● **Your instructions**
Apart from the pictures, every line below is to be set down exactly.
*** Data shown ***
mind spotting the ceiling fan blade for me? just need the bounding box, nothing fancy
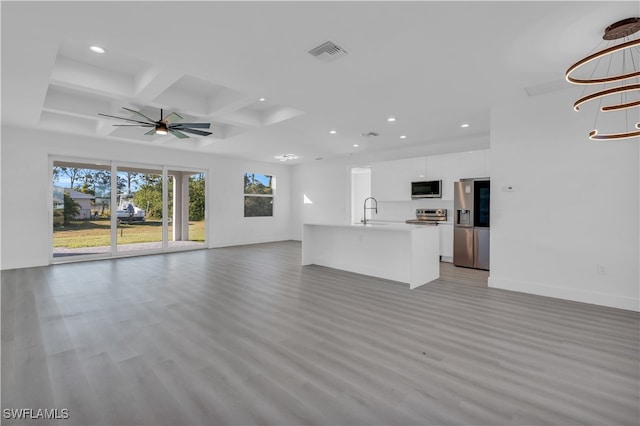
[122,107,156,124]
[164,112,183,123]
[98,113,154,126]
[171,122,210,129]
[113,124,154,127]
[176,128,212,137]
[169,129,190,139]
[144,129,157,136]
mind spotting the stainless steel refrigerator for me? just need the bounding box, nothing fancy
[454,178,490,270]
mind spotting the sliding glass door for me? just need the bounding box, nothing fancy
[52,160,112,259]
[116,165,164,253]
[168,170,206,249]
[51,157,206,262]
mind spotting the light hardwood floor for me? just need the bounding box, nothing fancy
[2,241,639,426]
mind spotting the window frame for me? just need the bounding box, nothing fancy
[49,154,208,264]
[243,172,275,218]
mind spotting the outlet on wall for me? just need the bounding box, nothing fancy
[596,264,607,275]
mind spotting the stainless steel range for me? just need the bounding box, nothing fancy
[405,209,447,225]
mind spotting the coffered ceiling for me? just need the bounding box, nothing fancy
[1,1,637,163]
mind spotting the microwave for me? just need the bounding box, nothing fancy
[411,180,442,198]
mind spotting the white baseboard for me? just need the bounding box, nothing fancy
[488,276,639,312]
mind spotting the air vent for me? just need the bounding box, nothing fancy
[361,132,379,137]
[308,41,348,62]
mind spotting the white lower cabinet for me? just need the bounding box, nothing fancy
[438,223,453,262]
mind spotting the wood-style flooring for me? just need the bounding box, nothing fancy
[2,241,639,425]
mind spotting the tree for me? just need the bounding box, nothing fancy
[63,192,80,225]
[58,167,85,190]
[189,174,206,221]
[52,167,61,183]
[123,172,140,195]
[244,195,273,217]
[134,182,163,219]
[78,182,95,196]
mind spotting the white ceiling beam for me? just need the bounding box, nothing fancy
[133,66,184,104]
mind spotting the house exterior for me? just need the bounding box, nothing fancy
[53,187,96,219]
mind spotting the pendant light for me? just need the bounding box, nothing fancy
[565,17,640,140]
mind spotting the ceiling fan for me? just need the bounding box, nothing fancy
[98,107,212,138]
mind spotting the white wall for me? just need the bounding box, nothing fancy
[0,126,292,270]
[291,158,352,240]
[490,89,639,312]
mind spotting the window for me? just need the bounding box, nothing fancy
[52,161,112,258]
[51,157,206,261]
[244,172,274,217]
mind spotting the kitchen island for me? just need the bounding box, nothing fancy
[302,222,439,289]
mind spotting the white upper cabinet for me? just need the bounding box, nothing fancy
[425,155,443,180]
[371,157,426,201]
[371,150,489,201]
[442,151,490,199]
[451,151,488,180]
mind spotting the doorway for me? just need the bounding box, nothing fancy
[350,167,371,224]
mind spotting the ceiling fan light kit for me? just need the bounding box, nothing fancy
[566,17,640,141]
[98,107,212,139]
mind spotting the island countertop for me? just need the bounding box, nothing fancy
[304,222,437,232]
[302,222,439,289]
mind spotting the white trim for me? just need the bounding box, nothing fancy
[110,162,117,256]
[488,276,640,312]
[162,166,168,250]
[48,157,55,259]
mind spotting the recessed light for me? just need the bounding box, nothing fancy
[353,144,359,147]
[418,174,425,178]
[90,46,105,54]
[259,98,266,102]
[461,123,470,128]
[387,117,396,122]
[400,135,407,139]
[329,130,337,134]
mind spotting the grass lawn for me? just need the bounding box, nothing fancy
[54,219,205,248]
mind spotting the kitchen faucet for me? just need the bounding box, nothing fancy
[363,197,378,225]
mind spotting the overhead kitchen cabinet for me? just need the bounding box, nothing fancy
[425,154,444,181]
[371,157,426,201]
[371,150,489,201]
[441,150,490,199]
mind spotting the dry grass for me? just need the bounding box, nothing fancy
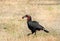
[0,0,60,41]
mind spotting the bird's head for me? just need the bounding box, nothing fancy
[22,15,32,21]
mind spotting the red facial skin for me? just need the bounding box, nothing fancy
[22,15,31,21]
[27,16,31,21]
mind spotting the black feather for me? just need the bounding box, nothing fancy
[22,15,49,36]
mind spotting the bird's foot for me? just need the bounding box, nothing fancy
[27,33,31,36]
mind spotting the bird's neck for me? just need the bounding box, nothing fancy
[27,19,32,22]
[27,17,32,22]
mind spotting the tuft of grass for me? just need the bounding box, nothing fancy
[47,7,53,11]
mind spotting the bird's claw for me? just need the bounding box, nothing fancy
[27,34,31,36]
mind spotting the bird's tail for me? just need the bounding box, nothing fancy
[44,29,49,33]
[43,28,49,33]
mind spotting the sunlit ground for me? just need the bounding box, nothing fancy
[0,0,60,41]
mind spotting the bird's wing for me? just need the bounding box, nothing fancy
[28,21,44,29]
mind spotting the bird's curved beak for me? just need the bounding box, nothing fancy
[22,16,26,19]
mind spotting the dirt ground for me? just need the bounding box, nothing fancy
[0,0,60,41]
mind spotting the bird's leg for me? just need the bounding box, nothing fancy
[35,31,36,35]
[34,31,37,37]
[32,31,35,34]
[27,31,35,36]
[27,31,34,36]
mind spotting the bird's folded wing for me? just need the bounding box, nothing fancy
[28,21,44,29]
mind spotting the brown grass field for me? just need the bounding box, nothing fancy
[0,0,60,41]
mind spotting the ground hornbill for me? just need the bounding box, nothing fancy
[22,15,49,36]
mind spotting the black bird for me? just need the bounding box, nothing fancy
[22,15,49,36]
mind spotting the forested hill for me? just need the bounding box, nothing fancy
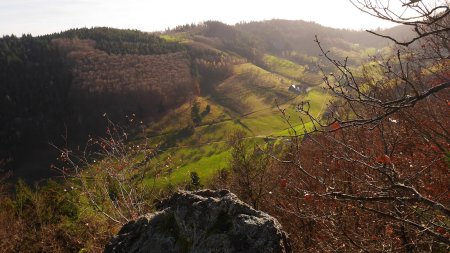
*** End of Data shown ***
● **Exercise solution**
mind spotting the ceiling fan blade for me? just need the bounding box, nothing fancy
[122,107,156,124]
[164,112,183,123]
[98,113,154,126]
[171,122,210,129]
[113,124,154,127]
[176,128,212,137]
[169,129,190,139]
[144,129,157,136]
mind spotting the stainless steel refrigerator for me? just need the bounding box, nothing fancy
[454,178,490,270]
mind spotting the sliding glass door for me? just need the bounding box, nothing fancy
[52,160,112,259]
[116,165,164,253]
[168,170,206,249]
[51,157,206,262]
mind spotting the light hardwood floor for me? just need the bounding box, nothing fancy
[2,241,639,426]
mind spotting the window frame for me? just need the bounding box, nothing fancy
[49,154,208,264]
[243,172,275,218]
mind spotting the outlet on wall for me? just need the bounding box, nothing fancy
[596,264,607,275]
mind spotting the stainless steel range for me? just need the bounding box, nothing fancy
[405,209,447,225]
mind spotting the coffered ceiling for me? just need the bounding box, nothing fancy
[1,1,637,163]
mind spotting the microwave for me? just need the bounding box, nothing fancy
[411,180,442,198]
mind spotting the white baseboard for me? just need the bounding box, nothing fancy
[488,276,639,312]
mind spotting the air vent for me? just need the bounding box, nothing fancy
[361,132,379,137]
[308,41,348,62]
mind spotting the white lower cabinet for me? just need the bounding box, nothing fancy
[438,223,453,262]
mind spotting the wood-style flooring for me? just need the bounding box, nothing fancy
[2,241,639,425]
mind spotting the tree for me? just need the bounding box, nothing fancy
[63,192,80,225]
[58,167,85,190]
[189,174,206,221]
[52,167,61,183]
[123,172,140,195]
[244,195,273,217]
[134,182,163,219]
[78,182,95,196]
mind spotting the white ceiling beam for me? just need the bounding box, nothing fancy
[133,66,184,104]
mind spotting the house exterior for me? just need the bounding box, nothing fancy
[53,187,96,219]
mind spotting the pendant light for me? just need the bounding box, nothing fancy
[565,17,640,140]
mind spotting the ceiling fan for me? just need the bounding box, nothing fancy
[98,107,212,138]
mind spotting the white wall for me? just need the bounding box, nothing fancy
[0,126,292,270]
[291,158,352,240]
[490,89,639,312]
mind spotting the window for me? just need the bounding box, nothing fancy
[52,161,112,258]
[51,157,206,261]
[244,172,274,217]
mind spotting the kitchen island for me? just need the bounding box, nothing fancy
[302,222,439,289]
mind spotting the white upper cabinet for me? just need the bounding box, nothing fancy
[425,155,443,180]
[371,157,426,201]
[371,150,489,201]
[442,151,490,199]
[451,151,488,180]
mind spotting the doorway for me? just need the bounding box, nothing fancy
[350,167,371,224]
mind spotting the ceiling fan light kit for me? just need the bounding box, nothing fancy
[566,17,640,141]
[98,107,212,139]
mind spotting the island countertop for me? just need the bounding box, nothing fancy
[304,222,437,232]
[302,222,439,289]
mind spotting the white trim for me? just need the bounding box, nothing fancy
[110,162,117,256]
[488,276,640,312]
[162,166,168,250]
[48,157,55,259]
mind spotting the recessed light for me? just need the bounding box, nothing fancy
[353,144,359,147]
[418,174,425,178]
[90,46,105,54]
[259,98,266,102]
[461,123,470,128]
[387,117,396,122]
[400,135,407,139]
[329,130,337,134]
mind spotting the grass lawn for me? just need the bounding box, nothing fancy
[54,219,205,248]
mind spotting the kitchen faucet for me? just need the bounding box, nothing fancy
[363,197,378,225]
mind spotting the overhead kitchen cabinet for me? just need the bounding box, nothing fancy
[425,154,444,181]
[371,157,426,201]
[371,150,489,201]
[441,150,490,199]
mind spotting the dry grass for me? just need the bounding box, nothing fancy
[0,0,60,41]
mind spotting the bird's head for me? just need the bounding box, nothing fancy
[22,15,32,21]
mind spotting the red facial skin for me? just need the bounding box, nothing fancy
[22,15,31,21]
[27,16,31,21]
mind spotting the black feather for me? just need the bounding box, nothing fancy
[22,15,49,36]
mind spotting the bird's foot for me? just need the bounding box, nothing fancy
[27,33,31,36]
mind spotting the bird's neck for me? just need the bounding box, nothing fancy
[27,19,32,22]
[27,17,32,22]
mind spotting the tuft of grass for me? just need the bounding box, nothing fancy
[47,7,53,11]
mind spotting the bird's claw for me? just need the bounding box, nothing fancy
[27,34,31,36]
mind spotting the bird's tail for me? just need the bounding box, nothing fancy
[44,29,49,33]
[43,28,49,33]
mind spotting the sunlit ground for me? just need the bounding box, nothing fancy
[0,0,60,41]
mind spotting the bird's wing for me? just need the bounding box, nothing fancy
[28,21,44,29]
mind spotting the bird's curved beak for me? just need the bounding box, nothing fancy
[22,16,26,19]
mind spotting the dirt ground for me? just need the bounding box, nothing fancy
[0,0,60,41]
mind spotting the bird's leg for me? just need the bounding box, nothing fancy
[35,31,36,35]
[34,31,37,37]
[32,31,35,34]
[27,31,35,36]
[27,31,34,36]
mind spotting the bird's folded wing for me? just need the bounding box, nothing fancy
[28,21,44,29]
mind spotting the brown grass field for me? just need the bounding box, nothing fancy
[0,0,60,41]
mind spotting the ground hornbill for me? just need the bounding box, nothing fancy
[22,15,49,36]
mind spotting the black bird for me? just need the bounding box, nothing fancy
[22,15,49,36]
mind spotting the forested hill for me? just need the bounding box, nothing fancy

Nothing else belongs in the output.